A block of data
============================================================

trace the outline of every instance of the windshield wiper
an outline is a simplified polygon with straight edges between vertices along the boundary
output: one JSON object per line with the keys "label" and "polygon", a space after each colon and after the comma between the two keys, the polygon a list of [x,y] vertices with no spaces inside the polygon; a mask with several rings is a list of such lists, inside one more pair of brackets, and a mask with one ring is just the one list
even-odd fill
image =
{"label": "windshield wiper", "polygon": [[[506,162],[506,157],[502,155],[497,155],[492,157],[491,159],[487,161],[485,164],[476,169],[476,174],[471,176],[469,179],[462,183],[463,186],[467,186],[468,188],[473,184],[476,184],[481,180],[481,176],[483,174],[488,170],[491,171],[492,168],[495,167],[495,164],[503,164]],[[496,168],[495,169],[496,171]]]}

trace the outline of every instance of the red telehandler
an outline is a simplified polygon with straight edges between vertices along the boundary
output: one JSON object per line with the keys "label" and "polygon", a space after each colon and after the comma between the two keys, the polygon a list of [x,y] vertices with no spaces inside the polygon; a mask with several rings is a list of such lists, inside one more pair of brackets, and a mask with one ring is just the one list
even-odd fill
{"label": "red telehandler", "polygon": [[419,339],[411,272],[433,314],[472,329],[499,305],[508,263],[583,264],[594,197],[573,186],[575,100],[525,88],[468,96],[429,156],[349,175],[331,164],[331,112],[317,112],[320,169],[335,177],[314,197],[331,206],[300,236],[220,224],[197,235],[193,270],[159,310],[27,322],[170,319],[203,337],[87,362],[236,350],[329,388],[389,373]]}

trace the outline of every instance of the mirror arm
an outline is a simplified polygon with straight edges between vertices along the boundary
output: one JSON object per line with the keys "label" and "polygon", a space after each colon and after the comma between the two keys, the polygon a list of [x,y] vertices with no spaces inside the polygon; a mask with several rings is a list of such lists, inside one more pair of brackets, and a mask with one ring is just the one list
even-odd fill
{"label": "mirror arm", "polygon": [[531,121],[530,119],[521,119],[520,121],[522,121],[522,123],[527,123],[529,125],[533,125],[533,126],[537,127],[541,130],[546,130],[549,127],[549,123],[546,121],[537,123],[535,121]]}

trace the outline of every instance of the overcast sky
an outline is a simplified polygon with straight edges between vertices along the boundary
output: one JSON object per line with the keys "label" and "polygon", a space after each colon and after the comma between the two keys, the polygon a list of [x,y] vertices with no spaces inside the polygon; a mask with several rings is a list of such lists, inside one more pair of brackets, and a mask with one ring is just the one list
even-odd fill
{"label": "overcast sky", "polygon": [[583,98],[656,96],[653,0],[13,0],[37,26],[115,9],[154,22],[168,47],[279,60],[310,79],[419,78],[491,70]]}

============================================================

## Task instructions
Reproduce the lines of the data without any change, starting at the line that contains "trace the outline of every instance of the overcast" and ending at the last line of the data.

## Solution to this exercise
trace the outline of every instance of the overcast sky
an outline is a simplified polygon with straight edges between vertices along the boundary
output: one JSON object per line with the keys "label" and "polygon", a space after each colon and after the comma between the two keys, the polygon a list of [x,y] vertices with no spaces inside the polygon; a mask with several rings is a list of such lists, inside one more pair of brackets, and a mask with one ring is just the one list
even-odd fill
{"label": "overcast sky", "polygon": [[583,98],[656,96],[653,0],[13,0],[37,26],[115,9],[154,22],[168,47],[279,60],[310,79],[419,78],[491,70]]}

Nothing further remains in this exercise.